__What this task involves__
Write out exactly the lines running from the one that contains "windshield in this photo." through the end of the material.

>>>>

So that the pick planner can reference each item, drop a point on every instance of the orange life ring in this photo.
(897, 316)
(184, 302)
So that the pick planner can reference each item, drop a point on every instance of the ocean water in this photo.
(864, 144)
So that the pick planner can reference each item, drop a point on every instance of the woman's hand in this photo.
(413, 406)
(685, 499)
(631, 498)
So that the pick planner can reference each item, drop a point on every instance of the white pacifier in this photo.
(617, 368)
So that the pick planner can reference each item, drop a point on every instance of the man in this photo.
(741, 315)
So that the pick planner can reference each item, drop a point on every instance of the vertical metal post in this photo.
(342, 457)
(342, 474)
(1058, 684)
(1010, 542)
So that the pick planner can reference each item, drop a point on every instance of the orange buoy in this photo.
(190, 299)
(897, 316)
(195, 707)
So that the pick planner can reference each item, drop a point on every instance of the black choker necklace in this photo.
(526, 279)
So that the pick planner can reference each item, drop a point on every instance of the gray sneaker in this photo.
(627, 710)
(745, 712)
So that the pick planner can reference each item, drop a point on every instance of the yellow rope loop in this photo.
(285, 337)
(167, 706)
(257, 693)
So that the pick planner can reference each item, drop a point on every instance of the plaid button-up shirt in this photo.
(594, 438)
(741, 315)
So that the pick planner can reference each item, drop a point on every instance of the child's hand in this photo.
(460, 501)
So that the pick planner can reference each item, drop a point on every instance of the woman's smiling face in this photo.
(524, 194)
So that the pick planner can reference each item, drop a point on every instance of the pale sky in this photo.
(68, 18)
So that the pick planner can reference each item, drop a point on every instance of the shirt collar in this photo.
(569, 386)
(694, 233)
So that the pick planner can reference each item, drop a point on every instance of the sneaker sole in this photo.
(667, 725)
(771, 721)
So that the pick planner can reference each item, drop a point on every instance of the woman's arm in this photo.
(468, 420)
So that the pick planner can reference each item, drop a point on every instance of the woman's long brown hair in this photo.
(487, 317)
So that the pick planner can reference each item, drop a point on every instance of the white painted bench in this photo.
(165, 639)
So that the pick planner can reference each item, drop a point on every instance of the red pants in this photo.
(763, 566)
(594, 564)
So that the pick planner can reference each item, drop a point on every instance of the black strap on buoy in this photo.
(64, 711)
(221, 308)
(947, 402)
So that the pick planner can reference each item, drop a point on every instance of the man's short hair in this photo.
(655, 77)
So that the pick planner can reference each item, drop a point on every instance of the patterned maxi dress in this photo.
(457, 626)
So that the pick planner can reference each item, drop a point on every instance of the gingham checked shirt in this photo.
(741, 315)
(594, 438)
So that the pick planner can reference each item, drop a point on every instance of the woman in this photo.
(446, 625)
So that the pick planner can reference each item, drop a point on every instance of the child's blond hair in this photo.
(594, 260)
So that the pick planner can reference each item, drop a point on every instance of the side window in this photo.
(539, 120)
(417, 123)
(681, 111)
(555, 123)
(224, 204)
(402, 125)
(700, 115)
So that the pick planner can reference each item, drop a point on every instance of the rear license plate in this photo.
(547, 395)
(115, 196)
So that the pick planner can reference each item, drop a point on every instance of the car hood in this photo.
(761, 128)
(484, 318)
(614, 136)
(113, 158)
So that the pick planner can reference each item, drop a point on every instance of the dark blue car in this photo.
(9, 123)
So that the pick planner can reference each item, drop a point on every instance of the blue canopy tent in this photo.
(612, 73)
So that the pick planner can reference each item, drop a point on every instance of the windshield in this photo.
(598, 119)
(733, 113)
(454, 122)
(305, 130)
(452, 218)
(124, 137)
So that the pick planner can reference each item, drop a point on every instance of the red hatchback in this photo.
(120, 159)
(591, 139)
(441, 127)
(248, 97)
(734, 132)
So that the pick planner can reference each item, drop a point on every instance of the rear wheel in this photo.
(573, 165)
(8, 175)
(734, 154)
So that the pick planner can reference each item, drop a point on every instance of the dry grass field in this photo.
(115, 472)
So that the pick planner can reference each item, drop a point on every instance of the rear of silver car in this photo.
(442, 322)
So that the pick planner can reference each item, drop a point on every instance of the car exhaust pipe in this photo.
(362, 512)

<<<<

__Written solution__
So that the pick planner can reference each item, drop a point on every instance of the windshield in this photo.
(598, 119)
(733, 113)
(454, 122)
(305, 130)
(452, 218)
(124, 137)
So that the pick planner can reference each item, drop a point on every instance of the red hatchback in this photo.
(120, 159)
(591, 139)
(441, 127)
(248, 97)
(734, 132)
So that the pick planner can reference each item, drop a point on every instance of the rear wheel in this photo.
(573, 165)
(8, 175)
(734, 154)
So that the pick planner can reference each item, drop a point on every instance of the dry grass field in this photo.
(115, 472)
So that the pick planner can reference each item, drop a point on every instance of the rear of silver car in this photo.
(442, 322)
So that the pick planner can reference each item, drop a point on every instance of the car exhaust pipe in this photo.
(362, 512)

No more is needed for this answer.